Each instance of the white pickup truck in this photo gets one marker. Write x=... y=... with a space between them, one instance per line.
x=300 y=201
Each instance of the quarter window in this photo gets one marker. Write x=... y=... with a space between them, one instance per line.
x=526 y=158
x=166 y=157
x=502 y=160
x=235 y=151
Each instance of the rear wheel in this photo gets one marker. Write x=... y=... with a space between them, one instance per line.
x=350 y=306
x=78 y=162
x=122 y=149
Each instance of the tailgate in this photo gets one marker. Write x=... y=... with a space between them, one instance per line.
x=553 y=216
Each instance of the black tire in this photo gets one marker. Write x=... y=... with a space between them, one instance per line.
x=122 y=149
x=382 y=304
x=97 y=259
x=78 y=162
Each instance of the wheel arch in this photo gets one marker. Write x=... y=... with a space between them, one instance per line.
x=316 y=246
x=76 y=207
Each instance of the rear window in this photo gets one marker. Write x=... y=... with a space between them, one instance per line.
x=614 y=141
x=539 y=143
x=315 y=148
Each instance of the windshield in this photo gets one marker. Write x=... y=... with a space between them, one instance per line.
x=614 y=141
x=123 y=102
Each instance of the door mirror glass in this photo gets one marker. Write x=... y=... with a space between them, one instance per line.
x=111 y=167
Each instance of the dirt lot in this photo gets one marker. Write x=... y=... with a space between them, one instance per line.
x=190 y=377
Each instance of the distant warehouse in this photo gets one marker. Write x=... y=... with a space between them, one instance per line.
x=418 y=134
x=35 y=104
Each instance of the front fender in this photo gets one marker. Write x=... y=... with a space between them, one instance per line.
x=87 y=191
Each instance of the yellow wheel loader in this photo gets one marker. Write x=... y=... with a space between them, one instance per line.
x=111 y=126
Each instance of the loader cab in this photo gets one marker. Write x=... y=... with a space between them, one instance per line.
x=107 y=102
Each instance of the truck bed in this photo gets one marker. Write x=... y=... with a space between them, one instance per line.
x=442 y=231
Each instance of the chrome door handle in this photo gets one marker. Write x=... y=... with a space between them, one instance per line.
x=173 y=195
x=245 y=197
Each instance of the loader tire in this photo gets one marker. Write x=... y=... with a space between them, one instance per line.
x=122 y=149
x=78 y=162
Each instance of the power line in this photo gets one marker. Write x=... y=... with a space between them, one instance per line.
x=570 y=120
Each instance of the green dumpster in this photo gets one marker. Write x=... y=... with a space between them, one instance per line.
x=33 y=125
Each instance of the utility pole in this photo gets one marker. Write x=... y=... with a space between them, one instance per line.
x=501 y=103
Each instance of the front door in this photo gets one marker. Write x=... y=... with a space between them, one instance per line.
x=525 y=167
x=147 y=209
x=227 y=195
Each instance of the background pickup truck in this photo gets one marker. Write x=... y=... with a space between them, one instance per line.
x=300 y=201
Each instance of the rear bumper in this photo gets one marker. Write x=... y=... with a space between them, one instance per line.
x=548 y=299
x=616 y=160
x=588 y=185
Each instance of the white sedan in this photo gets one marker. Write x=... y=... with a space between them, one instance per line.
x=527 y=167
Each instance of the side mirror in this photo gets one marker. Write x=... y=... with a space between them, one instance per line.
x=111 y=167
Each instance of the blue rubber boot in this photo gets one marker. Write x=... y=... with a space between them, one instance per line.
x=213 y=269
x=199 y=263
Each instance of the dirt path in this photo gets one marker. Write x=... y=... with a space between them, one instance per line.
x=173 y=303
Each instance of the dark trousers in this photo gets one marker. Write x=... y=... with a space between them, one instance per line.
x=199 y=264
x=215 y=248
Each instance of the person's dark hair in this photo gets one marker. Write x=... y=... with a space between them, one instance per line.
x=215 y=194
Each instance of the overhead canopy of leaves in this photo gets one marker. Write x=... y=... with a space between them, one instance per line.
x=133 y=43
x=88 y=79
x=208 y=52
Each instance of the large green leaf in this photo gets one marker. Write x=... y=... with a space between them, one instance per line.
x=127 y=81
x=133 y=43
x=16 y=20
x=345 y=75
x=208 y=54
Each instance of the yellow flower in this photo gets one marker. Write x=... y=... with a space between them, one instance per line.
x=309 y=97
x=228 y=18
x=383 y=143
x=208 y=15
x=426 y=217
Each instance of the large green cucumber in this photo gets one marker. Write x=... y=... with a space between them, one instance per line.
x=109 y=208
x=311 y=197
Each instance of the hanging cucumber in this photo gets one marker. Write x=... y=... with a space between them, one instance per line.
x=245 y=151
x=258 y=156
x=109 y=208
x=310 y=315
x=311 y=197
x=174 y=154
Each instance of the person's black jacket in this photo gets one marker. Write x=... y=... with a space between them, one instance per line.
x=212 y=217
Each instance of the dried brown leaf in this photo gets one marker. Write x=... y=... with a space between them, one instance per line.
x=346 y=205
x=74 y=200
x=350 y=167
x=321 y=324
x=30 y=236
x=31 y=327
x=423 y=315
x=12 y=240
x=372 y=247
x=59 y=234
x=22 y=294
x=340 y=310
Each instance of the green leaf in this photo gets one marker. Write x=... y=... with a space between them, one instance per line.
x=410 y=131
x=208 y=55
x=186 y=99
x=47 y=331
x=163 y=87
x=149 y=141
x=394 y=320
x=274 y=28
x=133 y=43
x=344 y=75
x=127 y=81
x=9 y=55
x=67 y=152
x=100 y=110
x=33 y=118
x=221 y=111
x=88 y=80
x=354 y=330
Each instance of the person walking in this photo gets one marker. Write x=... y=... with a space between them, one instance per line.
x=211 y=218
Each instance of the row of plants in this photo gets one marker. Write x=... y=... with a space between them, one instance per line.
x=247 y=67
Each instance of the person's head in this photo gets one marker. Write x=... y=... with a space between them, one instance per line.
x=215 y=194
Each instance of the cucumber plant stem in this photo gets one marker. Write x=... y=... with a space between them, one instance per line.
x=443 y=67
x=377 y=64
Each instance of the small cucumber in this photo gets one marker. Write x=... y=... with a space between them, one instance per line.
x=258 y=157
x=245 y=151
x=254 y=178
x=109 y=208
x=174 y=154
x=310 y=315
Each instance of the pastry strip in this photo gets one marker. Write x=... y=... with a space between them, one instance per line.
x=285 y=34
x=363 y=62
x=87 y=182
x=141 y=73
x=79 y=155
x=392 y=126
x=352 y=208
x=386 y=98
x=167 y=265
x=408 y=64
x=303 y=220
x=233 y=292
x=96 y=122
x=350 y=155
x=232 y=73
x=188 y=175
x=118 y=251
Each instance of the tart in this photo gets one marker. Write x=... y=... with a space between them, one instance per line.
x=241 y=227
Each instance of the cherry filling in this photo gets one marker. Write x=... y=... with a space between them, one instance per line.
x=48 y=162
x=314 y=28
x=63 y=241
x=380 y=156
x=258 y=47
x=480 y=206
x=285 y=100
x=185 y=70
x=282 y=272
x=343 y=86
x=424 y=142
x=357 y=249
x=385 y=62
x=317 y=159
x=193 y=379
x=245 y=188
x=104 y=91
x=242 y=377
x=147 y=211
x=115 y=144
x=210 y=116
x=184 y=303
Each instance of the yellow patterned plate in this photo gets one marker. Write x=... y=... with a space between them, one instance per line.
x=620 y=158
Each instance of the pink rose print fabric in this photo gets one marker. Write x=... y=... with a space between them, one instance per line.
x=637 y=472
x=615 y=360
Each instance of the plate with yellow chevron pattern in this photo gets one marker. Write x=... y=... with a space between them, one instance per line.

Exercise goal —
Convert the records from the line with "Each instance of the rear window" to the line with "x=315 y=148", inclusive, into a Markdown table with the columns No. and Line, numbering each row and omitting blank lines.

Result for this task —
| No. | Line |
|---|---|
| 1 | Each instance of the rear window in this photo gets one marker. Write x=... y=... with a space between them, one instance per line. |
| 2 | x=614 y=141 |
| 3 | x=539 y=143 |
| 4 | x=315 y=148 |